Data:
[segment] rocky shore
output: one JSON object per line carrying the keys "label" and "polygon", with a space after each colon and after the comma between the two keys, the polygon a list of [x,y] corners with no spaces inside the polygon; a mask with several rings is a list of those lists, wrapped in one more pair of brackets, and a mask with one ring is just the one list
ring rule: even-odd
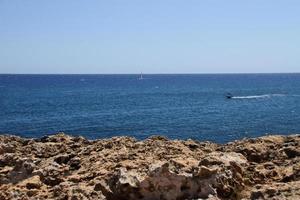
{"label": "rocky shore", "polygon": [[300,135],[0,136],[0,199],[300,199]]}

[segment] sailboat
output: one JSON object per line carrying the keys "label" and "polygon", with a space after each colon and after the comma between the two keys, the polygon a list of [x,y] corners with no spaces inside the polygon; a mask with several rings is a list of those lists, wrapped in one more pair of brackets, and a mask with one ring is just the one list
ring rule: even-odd
{"label": "sailboat", "polygon": [[141,73],[140,77],[138,78],[139,80],[143,80],[143,73]]}

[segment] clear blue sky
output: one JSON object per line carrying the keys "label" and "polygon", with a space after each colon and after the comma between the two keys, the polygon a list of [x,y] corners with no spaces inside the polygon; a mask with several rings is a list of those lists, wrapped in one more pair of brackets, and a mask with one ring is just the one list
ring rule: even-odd
{"label": "clear blue sky", "polygon": [[300,72],[299,0],[0,0],[0,73]]}

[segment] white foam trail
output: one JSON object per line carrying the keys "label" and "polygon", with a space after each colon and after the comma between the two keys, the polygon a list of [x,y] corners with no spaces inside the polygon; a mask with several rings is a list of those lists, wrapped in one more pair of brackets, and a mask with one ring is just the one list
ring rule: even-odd
{"label": "white foam trail", "polygon": [[257,98],[268,98],[270,95],[253,95],[253,96],[236,96],[232,99],[257,99]]}
{"label": "white foam trail", "polygon": [[286,96],[284,94],[263,94],[263,95],[252,95],[252,96],[236,96],[232,99],[258,99],[258,98],[270,98],[272,96]]}

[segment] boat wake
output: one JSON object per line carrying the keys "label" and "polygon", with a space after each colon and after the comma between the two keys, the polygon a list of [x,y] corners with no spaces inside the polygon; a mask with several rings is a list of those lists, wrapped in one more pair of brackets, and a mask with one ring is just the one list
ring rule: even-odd
{"label": "boat wake", "polygon": [[251,95],[251,96],[233,96],[232,99],[260,99],[260,98],[271,98],[271,97],[283,97],[285,94],[263,94],[263,95]]}

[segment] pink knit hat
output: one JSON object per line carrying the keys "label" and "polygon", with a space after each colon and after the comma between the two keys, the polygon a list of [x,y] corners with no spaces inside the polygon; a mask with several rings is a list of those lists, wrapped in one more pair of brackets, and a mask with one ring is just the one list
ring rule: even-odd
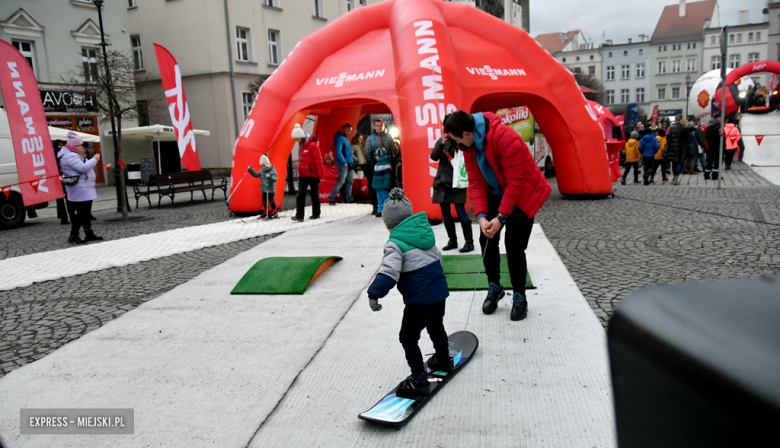
{"label": "pink knit hat", "polygon": [[68,146],[71,148],[75,148],[78,145],[83,145],[84,142],[81,141],[81,137],[79,137],[75,132],[68,131]]}

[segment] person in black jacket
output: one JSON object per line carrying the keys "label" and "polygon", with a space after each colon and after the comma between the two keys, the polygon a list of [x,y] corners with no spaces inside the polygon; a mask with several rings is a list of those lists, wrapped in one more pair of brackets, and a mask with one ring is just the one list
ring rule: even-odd
{"label": "person in black jacket", "polygon": [[699,148],[706,146],[704,132],[696,125],[696,119],[693,116],[688,116],[688,127],[685,131],[688,133],[688,150],[682,172],[683,174],[699,174],[699,171],[696,170],[696,161],[699,160],[699,151],[704,151]]}
{"label": "person in black jacket", "polygon": [[666,159],[672,162],[672,185],[680,185],[680,172],[685,161],[685,152],[688,149],[688,133],[686,128],[688,121],[682,115],[677,115],[674,124],[669,127],[666,135]]}
{"label": "person in black jacket", "polygon": [[715,114],[707,126],[707,165],[704,167],[704,179],[717,180],[720,174],[721,119],[720,114]]}
{"label": "person in black jacket", "polygon": [[441,215],[444,220],[444,228],[447,229],[449,241],[441,250],[458,248],[458,232],[455,230],[455,219],[452,217],[451,206],[455,206],[458,213],[458,221],[463,229],[463,238],[466,244],[458,252],[471,252],[474,250],[474,235],[471,229],[471,218],[466,210],[466,188],[452,188],[453,170],[450,161],[455,157],[457,144],[444,134],[431,151],[431,160],[439,162],[436,176],[433,178],[433,203],[441,207]]}

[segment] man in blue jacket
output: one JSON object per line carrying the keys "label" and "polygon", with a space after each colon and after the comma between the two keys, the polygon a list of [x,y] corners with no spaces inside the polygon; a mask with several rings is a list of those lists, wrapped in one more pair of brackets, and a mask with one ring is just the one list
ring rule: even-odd
{"label": "man in blue jacket", "polygon": [[644,134],[639,140],[639,152],[642,154],[642,164],[645,166],[645,174],[642,176],[645,185],[650,185],[650,177],[655,175],[655,153],[661,148],[658,139],[650,131],[642,131]]}
{"label": "man in blue jacket", "polygon": [[346,191],[344,194],[346,197],[344,202],[354,202],[354,199],[352,199],[352,143],[349,141],[350,134],[352,134],[352,125],[346,123],[333,136],[336,169],[339,170],[339,178],[336,179],[336,185],[333,186],[333,191],[330,192],[330,198],[328,198],[329,205],[336,205],[336,195],[339,194],[339,189],[344,185],[345,181]]}

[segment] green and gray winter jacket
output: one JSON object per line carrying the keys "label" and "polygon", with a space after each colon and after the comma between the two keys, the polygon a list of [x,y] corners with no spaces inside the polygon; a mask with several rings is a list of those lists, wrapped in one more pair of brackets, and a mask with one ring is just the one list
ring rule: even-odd
{"label": "green and gray winter jacket", "polygon": [[396,284],[407,305],[429,305],[450,295],[425,212],[404,219],[390,232],[382,267],[368,287],[368,296],[384,297]]}
{"label": "green and gray winter jacket", "polygon": [[[260,172],[255,172],[252,167],[249,167],[249,174],[252,177],[260,178],[260,192],[261,193],[273,193],[276,191],[276,181],[279,180],[279,176],[276,175],[276,168],[273,165],[268,168],[261,168]],[[270,174],[271,177],[266,176]]]}

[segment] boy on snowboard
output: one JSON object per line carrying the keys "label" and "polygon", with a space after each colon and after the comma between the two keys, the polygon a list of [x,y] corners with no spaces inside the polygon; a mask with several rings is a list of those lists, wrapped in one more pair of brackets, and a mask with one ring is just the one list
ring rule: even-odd
{"label": "boy on snowboard", "polygon": [[368,303],[372,310],[381,310],[379,299],[398,285],[406,305],[399,339],[412,374],[398,386],[396,396],[415,398],[431,391],[417,345],[424,328],[428,329],[436,350],[436,355],[428,360],[428,368],[449,372],[453,367],[443,322],[450,291],[428,217],[424,212],[412,214],[412,203],[400,188],[390,191],[382,220],[390,231],[390,239],[385,244],[382,267],[368,287]]}
{"label": "boy on snowboard", "polygon": [[276,174],[276,168],[271,164],[268,156],[263,154],[260,157],[259,173],[252,169],[252,165],[249,165],[247,172],[252,177],[260,178],[260,193],[263,195],[260,216],[265,216],[267,219],[278,218],[279,212],[276,210],[274,192],[276,191],[276,181],[279,180],[279,176]]}

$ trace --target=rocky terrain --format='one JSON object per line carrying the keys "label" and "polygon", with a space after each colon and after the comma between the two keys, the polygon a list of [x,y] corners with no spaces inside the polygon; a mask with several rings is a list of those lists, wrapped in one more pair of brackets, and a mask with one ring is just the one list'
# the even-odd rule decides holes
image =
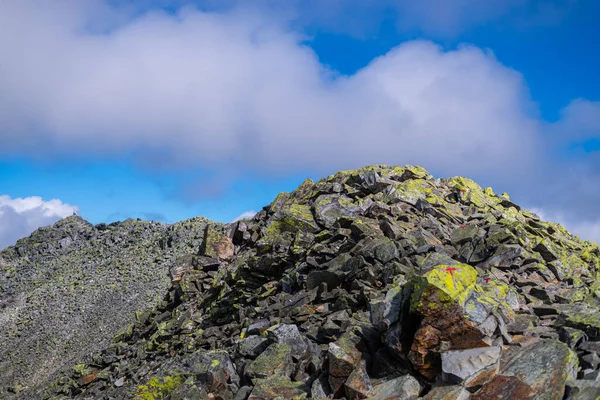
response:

Work instruction:
Output the entries above verbatim. Omit the images.

Reply:
[segment] rocky shore
output: one JSON object per line carrying the keys "label" and "polygon", with a space after each colon and after the comma between the two keys, the polygon a list of [x,y] corners with no spaces inside the polygon; a mask with several rings is a list of those lists, wrapped in one more pair of brackets, and a mask with one ring is just the one list
ring rule: even-odd
{"label": "rocky shore", "polygon": [[300,135],[0,136],[0,199],[300,199]]}

[segment] sailboat
output: one JSON object per line carrying the keys "label" and "polygon", with a space after each colon and after the comma between the two keys, the polygon a list of [x,y] corners with no spaces inside the polygon; a mask with several rings is a list of those lists, wrapped in one more pair of brackets, and a mask with one ring is just the one list
ring rule: even-odd
{"label": "sailboat", "polygon": [[141,73],[140,77],[138,78],[139,80],[143,80],[143,73]]}

[segment] clear blue sky
output: one JSON object per line carrying the keys "label" and "polygon", with a space after each colon and after the comma between the two keys, the polygon a list of [x,y] corners with no spaces inside the polygon; a mask with several rings is a list of those lists, wrapped in one more pair of brackets, and a mask with one ring is just the one list
ring rule: even-odd
{"label": "clear blue sky", "polygon": [[300,72],[299,0],[0,0],[0,73]]}

[segment] white foam trail
output: one JSON object per line carrying the keys "label" and "polygon", with a space after each colon and after the comma between the two keys, the polygon a list of [x,y] corners with no spaces inside the polygon; a mask with several rings is a list of those lists, wrapped in one more pair of brackets, and a mask with one ring is just the one list
ring rule: even-odd
{"label": "white foam trail", "polygon": [[257,98],[268,98],[270,95],[253,95],[253,96],[236,96],[232,99],[257,99]]}
{"label": "white foam trail", "polygon": [[286,96],[284,94],[263,94],[263,95],[252,95],[252,96],[236,96],[232,99],[258,99],[258,98],[270,98],[272,96]]}

[segment] boat wake
output: one JSON object per line carrying the keys "label" and "polygon", with a space after each colon and after the comma between the two keys, the polygon a list of [x,y] corners with no spaces inside the polygon; a mask with several rings is a list of those lists, wrapped in one more pair of brackets, and a mask with one ring is just the one list
ring rule: even-odd
{"label": "boat wake", "polygon": [[251,95],[251,96],[233,96],[232,99],[260,99],[260,98],[271,98],[271,97],[283,97],[285,94],[263,94],[263,95]]}

[segment] pink knit hat
output: one JSON object per line carrying the keys "label" and "polygon", with a space after each colon and after the comma between the two keys, the polygon a list of [x,y] corners with no spaces inside the polygon; a mask with several rings is a list of those lists, wrapped in one more pair of brackets, and a mask with one ring is just the one list
ring rule: even-odd
{"label": "pink knit hat", "polygon": [[68,146],[71,148],[75,148],[78,145],[83,145],[84,142],[81,141],[81,137],[79,137],[75,132],[68,131]]}

[segment] person in black jacket
output: one JSON object per line carrying the keys "label" and "polygon", with a space after each colon and after the comma between the two keys, the polygon a list of [x,y] corners with no spaces inside the polygon; a mask with several rings is a list of those lists, wrapped in one more pair of brackets, and a mask with one ring is just the one list
ring rule: even-odd
{"label": "person in black jacket", "polygon": [[699,148],[706,146],[704,132],[696,125],[696,119],[693,116],[688,116],[688,127],[685,131],[688,133],[688,150],[682,172],[683,174],[699,174],[699,171],[696,170],[696,161],[699,160],[699,151],[704,151]]}
{"label": "person in black jacket", "polygon": [[666,159],[672,162],[672,185],[680,185],[680,172],[685,161],[685,152],[688,149],[688,133],[686,128],[688,121],[682,115],[677,115],[674,124],[669,127],[666,135]]}
{"label": "person in black jacket", "polygon": [[715,114],[707,126],[707,165],[704,167],[704,179],[717,180],[720,174],[721,119],[720,114]]}
{"label": "person in black jacket", "polygon": [[441,215],[444,220],[444,228],[447,229],[449,241],[441,250],[458,248],[458,232],[455,230],[455,219],[452,217],[451,206],[455,206],[458,213],[458,221],[463,229],[463,238],[466,244],[458,252],[471,252],[474,250],[474,235],[471,229],[471,218],[466,210],[466,188],[452,188],[453,170],[450,161],[455,157],[457,144],[444,134],[431,151],[431,160],[439,162],[436,176],[433,178],[433,203],[441,207]]}

[segment] man in blue jacket
output: one JSON object per line carrying the keys "label" and "polygon", with a space after each colon and after the comma between the two keys, the polygon a list of [x,y] corners with no spaces inside the polygon; a mask with several rings is a list of those lists, wrapped in one more pair of brackets, and a mask with one ring is just the one list
ring rule: even-odd
{"label": "man in blue jacket", "polygon": [[644,134],[639,140],[639,152],[642,154],[642,164],[645,166],[645,174],[642,176],[645,185],[650,185],[650,177],[655,175],[655,153],[661,148],[658,139],[650,131],[642,131]]}
{"label": "man in blue jacket", "polygon": [[346,191],[344,194],[346,197],[344,202],[354,202],[354,199],[352,199],[352,143],[349,141],[350,134],[352,134],[352,125],[346,123],[333,136],[336,169],[339,170],[339,178],[336,179],[336,185],[333,186],[333,191],[330,192],[330,198],[328,198],[329,205],[336,205],[336,195],[339,194],[339,189],[344,185],[345,181]]}

[segment] green and gray winter jacket
output: one JSON object per line carrying the keys "label" and "polygon", with a space after each colon and after the comma between the two keys, the polygon a list of [x,y] corners with no spaces inside the polygon; a mask with several rings is a list of those lists, wrapped in one more pair of brackets, and a mask with one ring is just the one list
ring rule: even-odd
{"label": "green and gray winter jacket", "polygon": [[396,284],[407,305],[429,305],[450,295],[425,212],[404,219],[390,232],[382,267],[368,287],[368,296],[384,297]]}
{"label": "green and gray winter jacket", "polygon": [[[260,172],[255,172],[252,167],[249,167],[249,174],[252,177],[260,178],[260,192],[261,193],[273,193],[276,191],[276,181],[279,180],[279,176],[276,175],[276,168],[273,165],[268,168],[261,168]],[[270,174],[271,177],[266,176]]]}

[segment] boy on snowboard
output: one JSON object per line carrying the keys "label" and "polygon", with a space after each colon and after the comma between the two keys, the polygon a list of [x,y] corners with no spaces inside the polygon; a mask with several rings is a list of those lists, wrapped in one more pair of brackets, and a mask with one ring is just the one list
ring rule: even-odd
{"label": "boy on snowboard", "polygon": [[368,303],[372,310],[381,310],[379,299],[398,285],[406,305],[399,339],[412,374],[398,386],[396,396],[415,398],[431,391],[417,345],[424,328],[428,329],[436,350],[436,355],[428,360],[428,368],[449,372],[453,367],[443,322],[450,291],[428,217],[424,212],[412,214],[412,203],[400,188],[390,191],[382,220],[390,231],[390,239],[385,244],[382,267],[368,287]]}
{"label": "boy on snowboard", "polygon": [[276,174],[276,168],[271,164],[268,156],[263,154],[260,157],[259,173],[252,169],[252,165],[249,165],[247,172],[252,177],[260,178],[260,193],[263,195],[260,216],[265,216],[267,219],[278,218],[279,212],[276,210],[274,192],[276,191],[276,181],[279,180],[279,176]]}

$ trace --target=rocky terrain --format='one JSON object per line carrying the keys "label" and "polygon", with a space after each colon and after the comma between the two keys, the polygon a list of [x,y] corners with no spaces inside the polygon; a mask with several rings is a list of those lists, wrapped in one more pair of brackets, and a mask with one ring is just the one list'
# the even-odd rule decides holes
image =
response:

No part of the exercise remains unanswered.